Dataset entries:

·····

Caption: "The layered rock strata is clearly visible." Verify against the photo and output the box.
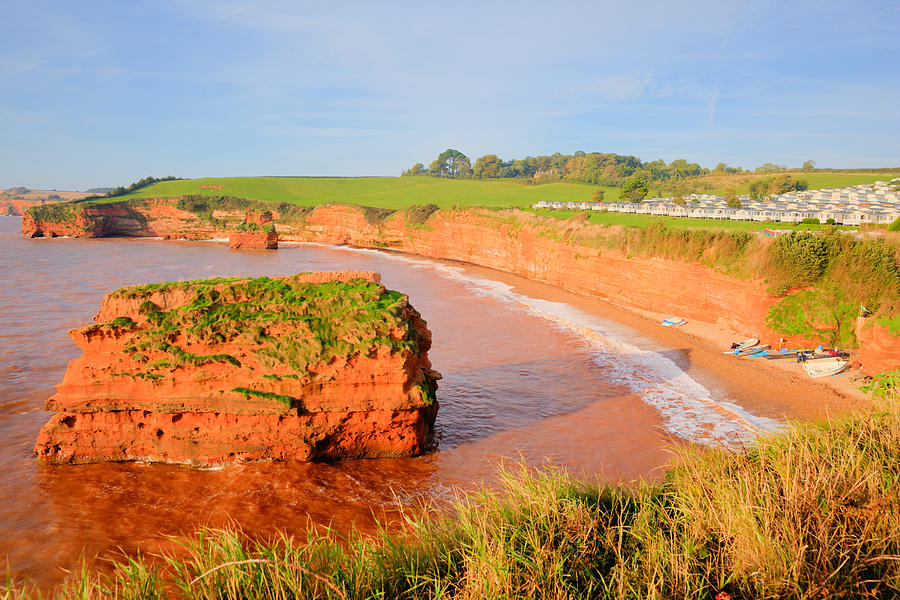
[23,198,900,375]
[35,271,440,463]
[228,210,278,250]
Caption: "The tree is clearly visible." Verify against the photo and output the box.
[725,187,737,200]
[431,148,472,177]
[620,175,650,202]
[767,175,809,194]
[400,163,428,177]
[750,179,773,200]
[475,154,503,177]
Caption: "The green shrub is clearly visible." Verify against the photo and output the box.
[771,231,830,293]
[403,204,440,227]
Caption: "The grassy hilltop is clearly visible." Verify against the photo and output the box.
[97,177,618,209]
[96,173,891,209]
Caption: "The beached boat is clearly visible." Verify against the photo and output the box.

·····

- **What is being asked**
Turn the records above into a Markdown table with the columns Row and Entry, numbering each line and skipping any blank lines. Omit the pictures.

- **Expected answer**
| Row | Entry |
|---|---|
| 1 | Caption: "The layered rock strata is clearly visible." Verify against the photo and output the box. |
| 2 | [23,198,900,375] |
| 3 | [35,271,440,463] |
| 4 | [228,210,278,250] |
| 5 | Caption: "The tree is clearly visible." Verify against the photo and output the box. |
| 6 | [725,187,737,200] |
| 7 | [431,148,472,177] |
| 8 | [620,175,650,202] |
| 9 | [767,175,809,194] |
| 10 | [400,163,428,177] |
| 11 | [750,179,773,200] |
| 12 | [475,154,503,177] |
| 13 | Caption: "The green shrub is clearly visible." Verify against the photo and output the box. |
| 14 | [771,231,830,293] |
| 15 | [403,204,440,227] |
| 16 | Caption: "The grassy hilltop is clearly visible." Verify against the photo and output the box. |
| 17 | [97,177,618,209] |
| 18 | [96,173,891,209] |
| 19 | Caption: "The beached boat is clearly visible." Verify against the photo and output the box. |